*Your instructions:*
Transcribe the entries exactly; images are not part of the copy.

*Supplied material:*

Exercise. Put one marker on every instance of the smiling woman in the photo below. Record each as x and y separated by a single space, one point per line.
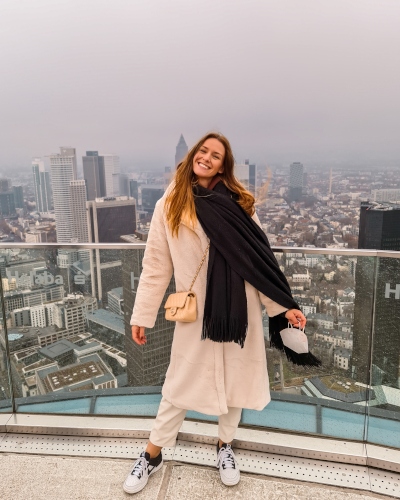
209 161
218 360
211 155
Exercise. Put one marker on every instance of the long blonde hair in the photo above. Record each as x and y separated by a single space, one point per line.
180 201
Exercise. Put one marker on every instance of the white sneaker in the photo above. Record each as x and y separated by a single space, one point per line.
228 466
140 472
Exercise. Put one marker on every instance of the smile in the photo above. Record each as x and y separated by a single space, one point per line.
203 166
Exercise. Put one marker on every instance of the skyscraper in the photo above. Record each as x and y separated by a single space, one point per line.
5 185
167 176
63 171
379 226
296 181
7 206
181 150
134 191
78 191
151 193
385 194
108 219
246 175
111 166
123 185
41 186
305 182
18 193
380 230
146 365
94 175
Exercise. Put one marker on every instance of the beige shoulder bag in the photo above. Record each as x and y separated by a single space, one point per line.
182 306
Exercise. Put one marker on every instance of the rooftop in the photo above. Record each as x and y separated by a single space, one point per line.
108 319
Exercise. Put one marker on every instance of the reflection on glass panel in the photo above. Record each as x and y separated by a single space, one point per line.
69 333
5 395
68 313
5 392
334 293
384 412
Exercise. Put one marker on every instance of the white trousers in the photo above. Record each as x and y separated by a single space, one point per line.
169 420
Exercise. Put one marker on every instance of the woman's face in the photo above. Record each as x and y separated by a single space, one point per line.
209 161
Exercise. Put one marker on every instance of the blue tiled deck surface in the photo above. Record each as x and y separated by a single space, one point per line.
343 424
277 414
78 406
383 431
283 415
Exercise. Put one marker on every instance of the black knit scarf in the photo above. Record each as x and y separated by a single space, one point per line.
239 251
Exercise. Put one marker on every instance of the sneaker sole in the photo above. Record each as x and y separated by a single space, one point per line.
232 482
140 486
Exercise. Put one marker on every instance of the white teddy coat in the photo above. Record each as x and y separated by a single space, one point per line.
203 375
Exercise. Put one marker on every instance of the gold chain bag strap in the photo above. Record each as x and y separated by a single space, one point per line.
182 306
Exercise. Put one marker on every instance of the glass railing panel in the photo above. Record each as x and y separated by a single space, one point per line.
335 293
72 351
5 369
384 407
69 332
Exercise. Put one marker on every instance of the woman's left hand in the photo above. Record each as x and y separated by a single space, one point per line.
294 315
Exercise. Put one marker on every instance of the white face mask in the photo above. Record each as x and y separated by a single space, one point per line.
295 339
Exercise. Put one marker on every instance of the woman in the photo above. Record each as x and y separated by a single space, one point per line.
218 362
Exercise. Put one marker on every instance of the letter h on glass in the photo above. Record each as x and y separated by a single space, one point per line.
133 279
389 290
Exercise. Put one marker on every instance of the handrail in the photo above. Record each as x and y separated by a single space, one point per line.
356 252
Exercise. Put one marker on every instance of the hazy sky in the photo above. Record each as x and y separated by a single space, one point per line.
285 80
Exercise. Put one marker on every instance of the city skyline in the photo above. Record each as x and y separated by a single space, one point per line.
317 82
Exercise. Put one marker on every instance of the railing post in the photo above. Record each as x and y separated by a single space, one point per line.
371 346
8 356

*Answer to this problem:*
Exercise. Put one marker on every instance of the smiling woman in the photo below. Record each as x and y separated by a single space, one point per line.
209 161
218 360
211 155
Exercise. Put one marker on every instance of the long blonde hair in the photo above. Record each as x and y separated by a single space, one point per line.
180 201
Exercise. Put one marker on every instance of the white sneaker in the photo above. Record each as x and y separated by a single space, one point per line.
228 466
140 472
Exercise. Put one marker on every instance of the smile in the photo above. Record each as x and y separated by a single space, one point per line.
203 166
Exercise. Put one marker on every instance of the skyscraper in the photo above. Record each as x and y separated by a single space, one point per line.
5 185
167 176
63 171
379 226
296 181
7 206
181 150
134 191
78 191
151 193
385 194
108 219
246 175
111 166
123 185
41 186
305 182
18 193
380 230
146 365
94 175
Exercise. Put one marker on every instance of the beige shoulder bag in the photo above. Record each as x and y separated by a single space, one point per line.
182 306
Exercise. Put one marker on every instance of the rooftop in the photo above. Record each as x and y separated by a single space, one point per line.
108 319
Exercise. Put one marker on every instance of the reflection on glass panel in the photo above. Record each as x and y separated by a single space, one point per line.
69 333
5 395
68 313
5 392
334 293
384 412
Exercise. Put one marker on every instance of the white trousers in the photo above. Record each as x and y separated by a single space, one point per line.
169 420
Exercise. Put one marker on every instance of the woman's face in the photo above. Record each as x and y separated by a single space, one point per line.
209 161
Exercise. Put one marker on every instance of the blue tiled deck surface in the photo above. Record each as x and y separated by a single space, one point per line.
343 424
277 414
78 406
383 431
283 415
Exercise. Put one marker on every instance of the black knit scarf in the photo above. Record each as x and y separated by a single space, one point per line.
239 251
Exercise. Put one marker on every instance of the sneaker sole in the photo above. Record each as x and y separated by a single space, one point per line.
232 482
140 486
Exercise. Put one marker on every instance of the white teddy coat in the photo above. Record each as x and y separated by a single space, one point per line.
203 375
Exercise. Put one marker on every instance of the gold chain bag strap in the photo above. Record each as x and y separated by a single space, one point per line.
182 306
Exercise. Put one marker on every instance of the glass railing panel in the photo above. Record each as x and y separated by a single space, one point per line.
335 293
72 351
5 369
384 407
69 332
Exercise. Put one marker on every instance of the woman's left hand in the photo above. Record each as x and y separated by a single space, one point per line.
294 315
Exercise. Put one marker on every instance of the white face mask in the photo above. Record each as x and y separated by a single space, one point per line.
295 339
Exercise. Put one marker on every instance of the woman in the photo above. Record each as x and y separated by a single space, one point per line.
218 362
Exercise. Put one marker on every instance of the letter h on glass in the photo above. Record each as x and y separated by a single space, one point per line.
133 279
389 290
Exercise. Put one marker on every instance of the handrail in the photo above. Record each as x and y separated by a single space, one point per line.
356 252
Exercise. Put one marker on every instance of the hazy sky in the photo above. Record each as x and y separated by a single space, one point per line.
285 80
Exercise. Put one marker on every instance of the city skyline in the photo above. Record each as x and y separated by a single space, one point per line.
317 82
Exercise. Put one marker on every instance of the railing post in the photo above. Record each as x and y separated by a single space, one point per line.
371 346
8 356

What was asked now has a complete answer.